Available data |
····················

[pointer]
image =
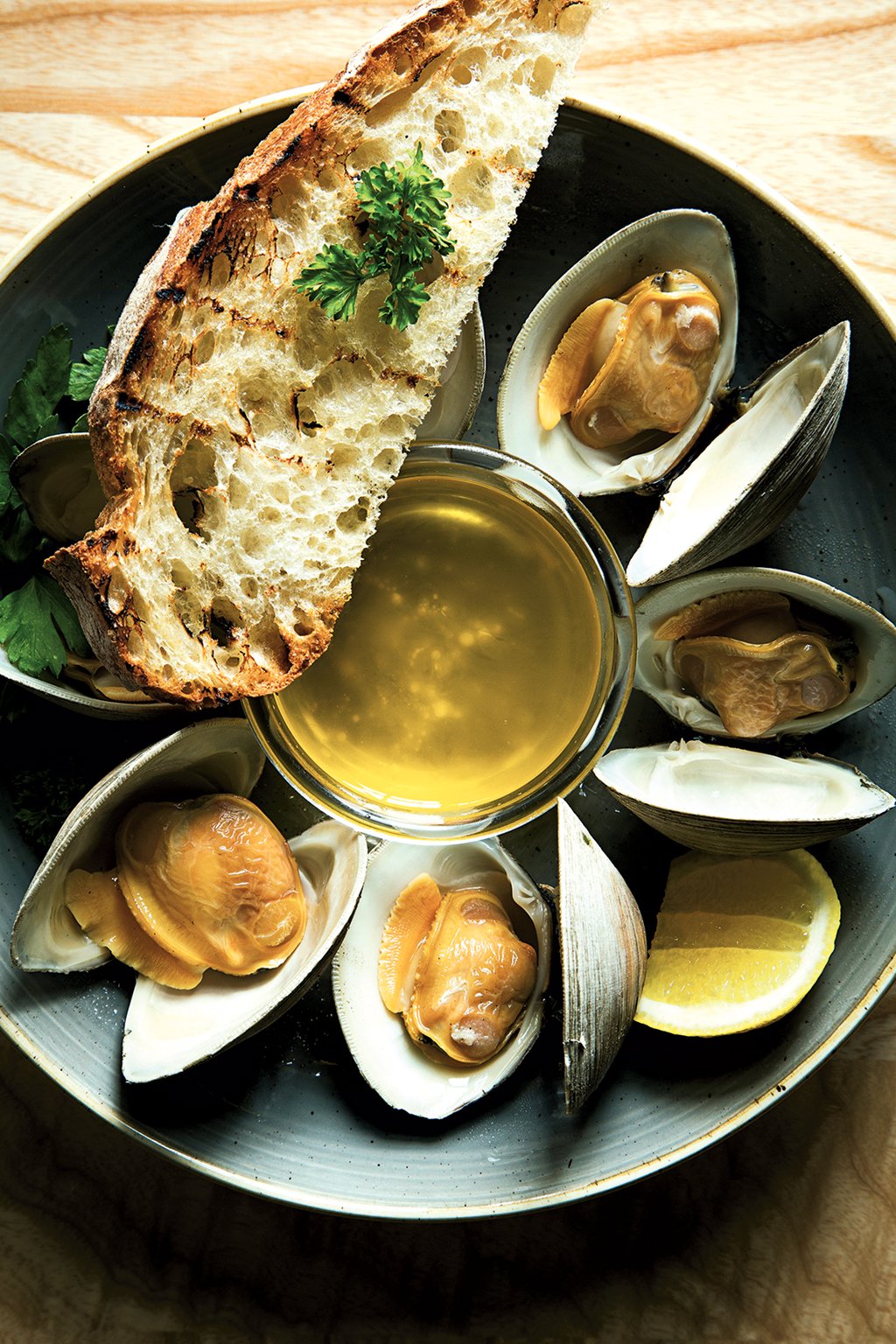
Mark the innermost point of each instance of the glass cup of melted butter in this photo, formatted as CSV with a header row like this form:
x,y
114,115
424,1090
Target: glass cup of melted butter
x,y
481,666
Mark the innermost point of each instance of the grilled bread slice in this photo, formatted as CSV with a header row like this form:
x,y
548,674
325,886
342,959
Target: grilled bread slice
x,y
245,441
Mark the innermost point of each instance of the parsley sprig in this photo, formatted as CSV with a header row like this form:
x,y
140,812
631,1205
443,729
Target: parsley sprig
x,y
37,621
406,207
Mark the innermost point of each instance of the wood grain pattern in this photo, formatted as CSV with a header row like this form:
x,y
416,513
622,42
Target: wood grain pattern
x,y
783,1234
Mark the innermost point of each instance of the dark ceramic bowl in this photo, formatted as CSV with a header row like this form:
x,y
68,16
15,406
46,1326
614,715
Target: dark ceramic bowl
x,y
286,1115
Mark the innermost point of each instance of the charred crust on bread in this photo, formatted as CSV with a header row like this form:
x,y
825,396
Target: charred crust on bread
x,y
150,402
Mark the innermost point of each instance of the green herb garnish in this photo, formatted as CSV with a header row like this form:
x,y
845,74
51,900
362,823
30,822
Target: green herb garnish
x,y
42,802
37,620
406,207
38,626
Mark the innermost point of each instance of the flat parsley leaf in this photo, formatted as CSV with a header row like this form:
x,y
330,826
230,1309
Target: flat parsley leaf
x,y
406,207
43,383
38,624
83,374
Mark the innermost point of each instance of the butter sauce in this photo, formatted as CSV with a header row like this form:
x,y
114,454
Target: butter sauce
x,y
466,664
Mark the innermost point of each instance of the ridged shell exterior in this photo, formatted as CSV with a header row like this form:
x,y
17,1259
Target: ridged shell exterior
x,y
604,955
875,637
754,473
403,1075
731,800
670,240
170,1030
218,756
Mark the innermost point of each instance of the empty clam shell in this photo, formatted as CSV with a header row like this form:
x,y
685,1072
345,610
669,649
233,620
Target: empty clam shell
x,y
58,486
732,800
672,240
604,955
404,1075
754,473
459,391
873,636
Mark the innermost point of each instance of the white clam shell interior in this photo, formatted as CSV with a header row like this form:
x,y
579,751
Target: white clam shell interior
x,y
745,483
604,950
710,780
218,756
170,1030
687,240
459,390
386,1055
872,632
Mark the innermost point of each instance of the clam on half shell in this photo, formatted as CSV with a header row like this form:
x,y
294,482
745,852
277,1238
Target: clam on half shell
x,y
168,1030
752,474
406,1077
872,634
734,800
672,240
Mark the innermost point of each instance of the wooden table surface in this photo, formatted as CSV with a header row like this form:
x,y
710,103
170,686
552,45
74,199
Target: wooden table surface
x,y
783,1233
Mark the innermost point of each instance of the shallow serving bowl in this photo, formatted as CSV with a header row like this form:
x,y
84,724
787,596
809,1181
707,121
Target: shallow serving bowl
x,y
286,1115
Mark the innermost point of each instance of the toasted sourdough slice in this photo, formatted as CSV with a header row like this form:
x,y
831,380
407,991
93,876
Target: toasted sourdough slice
x,y
243,440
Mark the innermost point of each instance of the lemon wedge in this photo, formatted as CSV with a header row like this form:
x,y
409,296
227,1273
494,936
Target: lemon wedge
x,y
739,941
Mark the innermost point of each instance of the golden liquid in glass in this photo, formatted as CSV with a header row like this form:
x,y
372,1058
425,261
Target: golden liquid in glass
x,y
468,660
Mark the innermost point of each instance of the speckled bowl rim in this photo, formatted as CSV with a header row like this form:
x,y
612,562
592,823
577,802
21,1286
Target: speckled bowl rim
x,y
285,1193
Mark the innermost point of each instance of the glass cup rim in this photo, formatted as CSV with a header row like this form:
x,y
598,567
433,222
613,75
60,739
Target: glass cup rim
x,y
528,802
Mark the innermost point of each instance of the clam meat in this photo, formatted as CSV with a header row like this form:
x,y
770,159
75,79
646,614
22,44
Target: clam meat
x,y
225,922
210,883
453,967
439,980
634,365
755,654
758,660
620,366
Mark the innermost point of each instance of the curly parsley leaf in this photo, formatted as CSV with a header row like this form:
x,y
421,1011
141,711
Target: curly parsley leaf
x,y
35,396
38,626
333,280
406,207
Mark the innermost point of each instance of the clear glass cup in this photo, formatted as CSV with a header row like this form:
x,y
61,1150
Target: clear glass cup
x,y
348,757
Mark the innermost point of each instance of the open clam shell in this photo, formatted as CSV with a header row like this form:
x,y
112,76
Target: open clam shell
x,y
218,756
670,240
60,486
734,800
406,1077
604,953
459,391
170,1030
754,473
872,634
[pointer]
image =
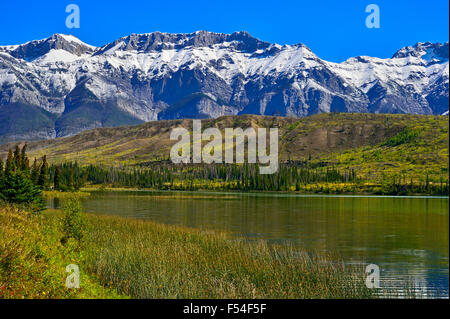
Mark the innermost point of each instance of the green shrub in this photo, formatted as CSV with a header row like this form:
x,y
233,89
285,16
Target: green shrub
x,y
406,136
73,222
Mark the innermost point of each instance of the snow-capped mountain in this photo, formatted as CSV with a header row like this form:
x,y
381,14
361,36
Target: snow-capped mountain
x,y
60,86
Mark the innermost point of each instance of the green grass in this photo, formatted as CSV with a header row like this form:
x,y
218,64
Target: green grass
x,y
33,260
141,259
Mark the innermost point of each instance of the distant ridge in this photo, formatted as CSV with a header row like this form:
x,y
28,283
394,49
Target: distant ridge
x,y
60,86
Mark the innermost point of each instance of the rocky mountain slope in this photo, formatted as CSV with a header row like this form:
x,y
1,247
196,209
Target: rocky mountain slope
x,y
61,86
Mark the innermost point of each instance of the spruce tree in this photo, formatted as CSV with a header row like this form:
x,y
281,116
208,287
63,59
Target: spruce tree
x,y
35,169
1,169
43,175
17,158
9,168
56,179
18,189
24,164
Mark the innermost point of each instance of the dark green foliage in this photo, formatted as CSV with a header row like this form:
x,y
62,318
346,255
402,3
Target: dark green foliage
x,y
43,174
9,168
73,223
35,170
16,186
406,136
56,184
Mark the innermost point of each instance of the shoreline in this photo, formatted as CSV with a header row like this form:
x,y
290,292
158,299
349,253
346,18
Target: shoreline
x,y
252,193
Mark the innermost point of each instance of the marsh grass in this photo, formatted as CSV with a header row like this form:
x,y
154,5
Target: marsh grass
x,y
121,257
33,260
143,259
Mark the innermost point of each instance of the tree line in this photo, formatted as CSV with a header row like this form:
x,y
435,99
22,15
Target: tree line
x,y
21,183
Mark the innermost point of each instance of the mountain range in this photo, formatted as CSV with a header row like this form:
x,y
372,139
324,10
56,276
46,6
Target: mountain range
x,y
61,86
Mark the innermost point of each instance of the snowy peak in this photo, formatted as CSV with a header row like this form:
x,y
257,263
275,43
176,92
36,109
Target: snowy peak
x,y
152,76
38,48
158,41
430,52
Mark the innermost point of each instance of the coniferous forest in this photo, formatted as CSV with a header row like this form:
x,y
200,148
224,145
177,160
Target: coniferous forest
x,y
22,182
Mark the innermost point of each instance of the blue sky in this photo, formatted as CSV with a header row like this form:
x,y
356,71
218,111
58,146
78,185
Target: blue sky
x,y
334,30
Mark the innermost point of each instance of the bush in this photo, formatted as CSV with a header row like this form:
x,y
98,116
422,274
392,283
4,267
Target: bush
x,y
406,136
16,188
73,222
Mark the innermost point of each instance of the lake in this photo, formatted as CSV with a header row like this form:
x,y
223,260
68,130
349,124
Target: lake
x,y
407,237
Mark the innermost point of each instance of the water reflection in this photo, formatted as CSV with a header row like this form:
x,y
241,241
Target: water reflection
x,y
407,237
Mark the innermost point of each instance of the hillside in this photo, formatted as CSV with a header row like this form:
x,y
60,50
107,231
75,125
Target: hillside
x,y
60,86
373,144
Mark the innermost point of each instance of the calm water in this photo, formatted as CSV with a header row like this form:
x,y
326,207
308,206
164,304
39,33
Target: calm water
x,y
408,238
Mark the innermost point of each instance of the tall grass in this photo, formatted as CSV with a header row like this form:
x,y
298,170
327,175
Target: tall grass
x,y
33,259
147,260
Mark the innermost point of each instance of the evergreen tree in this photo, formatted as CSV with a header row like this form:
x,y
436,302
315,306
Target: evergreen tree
x,y
43,175
17,158
9,168
56,185
24,164
18,189
35,169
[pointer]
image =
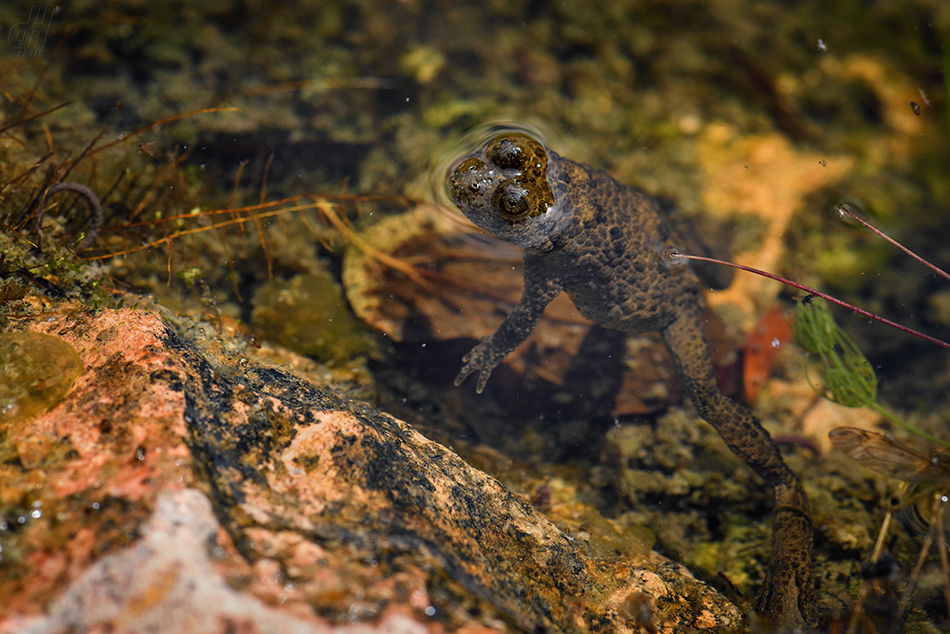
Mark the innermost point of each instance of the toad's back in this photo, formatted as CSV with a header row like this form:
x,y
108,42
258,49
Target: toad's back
x,y
611,260
604,244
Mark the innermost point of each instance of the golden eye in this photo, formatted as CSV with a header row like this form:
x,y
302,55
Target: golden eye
x,y
512,202
507,152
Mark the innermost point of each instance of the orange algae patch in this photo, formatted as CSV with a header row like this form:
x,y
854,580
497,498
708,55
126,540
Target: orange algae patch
x,y
36,372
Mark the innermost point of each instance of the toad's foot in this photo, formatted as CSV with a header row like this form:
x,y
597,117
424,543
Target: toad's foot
x,y
788,594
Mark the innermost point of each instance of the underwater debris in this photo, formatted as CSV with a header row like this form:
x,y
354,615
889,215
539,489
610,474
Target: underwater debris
x,y
95,209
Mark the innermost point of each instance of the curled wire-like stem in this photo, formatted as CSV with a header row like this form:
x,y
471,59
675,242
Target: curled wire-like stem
x,y
95,208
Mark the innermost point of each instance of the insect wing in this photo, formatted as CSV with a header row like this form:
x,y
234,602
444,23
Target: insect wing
x,y
885,455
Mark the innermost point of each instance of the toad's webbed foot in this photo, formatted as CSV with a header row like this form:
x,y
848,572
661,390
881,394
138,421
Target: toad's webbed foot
x,y
483,358
788,592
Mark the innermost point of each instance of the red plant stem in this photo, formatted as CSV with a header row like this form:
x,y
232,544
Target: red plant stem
x,y
817,293
845,208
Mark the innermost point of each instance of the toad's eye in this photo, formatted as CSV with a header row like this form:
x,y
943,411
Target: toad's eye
x,y
507,152
512,202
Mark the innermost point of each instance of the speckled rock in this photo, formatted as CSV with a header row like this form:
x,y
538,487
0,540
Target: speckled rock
x,y
326,513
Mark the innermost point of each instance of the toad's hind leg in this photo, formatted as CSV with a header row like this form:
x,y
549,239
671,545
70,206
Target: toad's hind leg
x,y
788,595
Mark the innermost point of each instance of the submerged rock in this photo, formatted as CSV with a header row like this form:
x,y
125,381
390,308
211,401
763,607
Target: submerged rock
x,y
326,513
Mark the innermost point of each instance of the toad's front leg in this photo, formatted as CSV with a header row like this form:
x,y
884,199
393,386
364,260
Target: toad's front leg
x,y
788,595
519,323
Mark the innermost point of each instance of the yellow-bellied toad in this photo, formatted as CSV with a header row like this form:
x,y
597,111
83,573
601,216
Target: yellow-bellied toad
x,y
605,245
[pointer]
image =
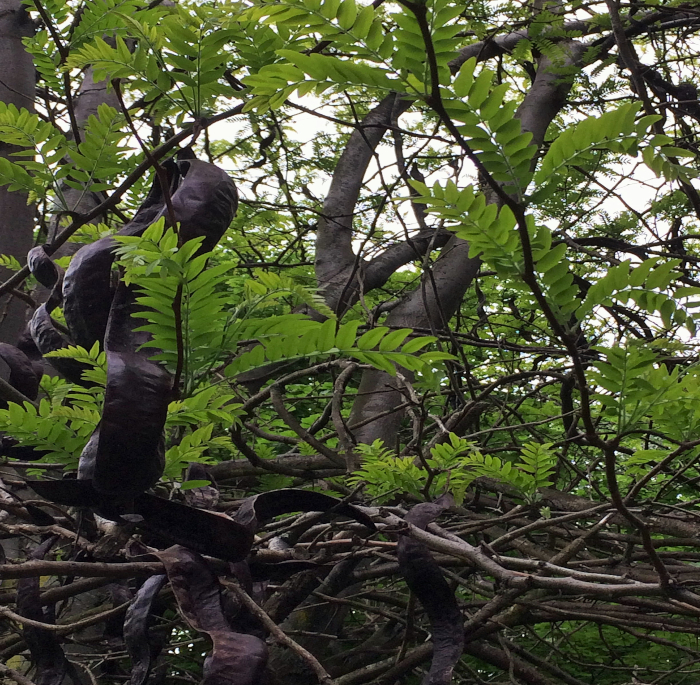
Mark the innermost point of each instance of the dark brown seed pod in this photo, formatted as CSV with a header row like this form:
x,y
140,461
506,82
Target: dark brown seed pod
x,y
10,448
48,338
130,450
44,647
236,658
43,268
425,579
136,621
207,532
23,375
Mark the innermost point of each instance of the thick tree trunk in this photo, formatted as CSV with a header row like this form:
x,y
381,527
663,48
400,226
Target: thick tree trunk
x,y
440,292
17,84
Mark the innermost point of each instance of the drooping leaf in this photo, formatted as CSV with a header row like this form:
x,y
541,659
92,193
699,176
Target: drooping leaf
x,y
136,622
265,506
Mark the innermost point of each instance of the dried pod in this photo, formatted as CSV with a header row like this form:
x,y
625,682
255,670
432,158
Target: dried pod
x,y
43,268
205,497
10,448
265,506
136,621
87,285
425,579
23,376
44,647
236,658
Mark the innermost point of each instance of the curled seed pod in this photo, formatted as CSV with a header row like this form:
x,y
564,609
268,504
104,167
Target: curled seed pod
x,y
43,268
204,203
425,579
236,658
44,647
138,645
130,450
48,339
23,375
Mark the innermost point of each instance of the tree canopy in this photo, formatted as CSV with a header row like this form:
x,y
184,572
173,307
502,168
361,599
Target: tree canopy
x,y
349,343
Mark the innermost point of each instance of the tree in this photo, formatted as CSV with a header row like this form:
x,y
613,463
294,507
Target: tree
x,y
461,282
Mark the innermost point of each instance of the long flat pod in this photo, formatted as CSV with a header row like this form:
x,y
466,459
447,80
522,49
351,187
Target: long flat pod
x,y
425,579
205,202
265,506
136,624
130,450
236,658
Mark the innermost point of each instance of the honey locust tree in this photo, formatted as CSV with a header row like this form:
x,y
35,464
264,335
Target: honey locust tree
x,y
463,270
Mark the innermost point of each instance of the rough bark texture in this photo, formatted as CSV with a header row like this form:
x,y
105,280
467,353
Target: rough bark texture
x,y
16,217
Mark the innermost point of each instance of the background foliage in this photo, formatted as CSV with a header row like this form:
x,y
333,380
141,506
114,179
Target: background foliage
x,y
465,261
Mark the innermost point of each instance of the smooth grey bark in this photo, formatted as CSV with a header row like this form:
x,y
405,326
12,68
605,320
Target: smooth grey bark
x,y
17,84
433,303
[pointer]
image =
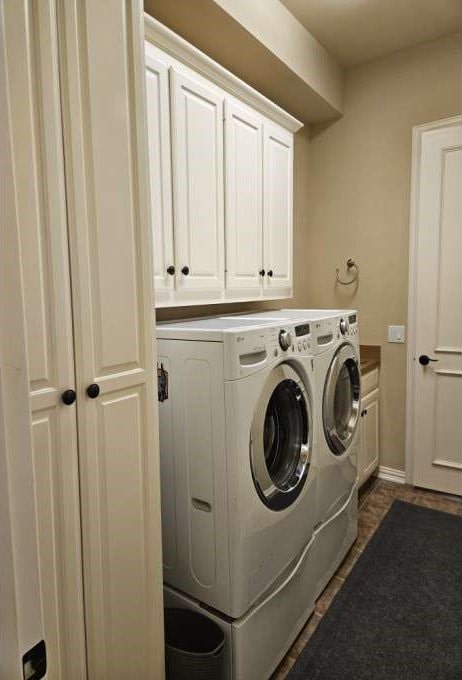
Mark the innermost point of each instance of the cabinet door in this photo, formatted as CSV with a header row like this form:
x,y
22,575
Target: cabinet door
x,y
244,173
158,112
197,138
369,434
105,136
277,207
47,545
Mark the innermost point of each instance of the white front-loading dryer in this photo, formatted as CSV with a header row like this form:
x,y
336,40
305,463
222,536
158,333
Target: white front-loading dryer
x,y
237,467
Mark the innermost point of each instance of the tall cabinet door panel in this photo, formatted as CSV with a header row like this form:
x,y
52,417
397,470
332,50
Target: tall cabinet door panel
x,y
197,138
244,173
158,107
277,207
106,142
49,573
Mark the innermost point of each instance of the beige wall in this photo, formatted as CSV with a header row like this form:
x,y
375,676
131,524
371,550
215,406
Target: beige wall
x,y
358,195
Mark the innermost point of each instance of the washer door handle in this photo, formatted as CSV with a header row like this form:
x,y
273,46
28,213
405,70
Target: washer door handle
x,y
424,360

····················

What to produce |
Your answer should consist solely of the lines from the one containing "Mark the innermost point of each instance of the beige" through the last line of the listing, written out word for word.

Task result |
Mark the innermost point of each instance of the beige wall in this photo, formatted as CSV with a header row like this form:
x,y
375,676
131,524
371,550
215,406
Target: beige wall
x,y
358,195
Mark the innermost point of each instance of the washer door handle in this photo, formatted as CSV with a header row like this form:
x,y
273,46
28,213
405,70
Target: washer door handle
x,y
424,360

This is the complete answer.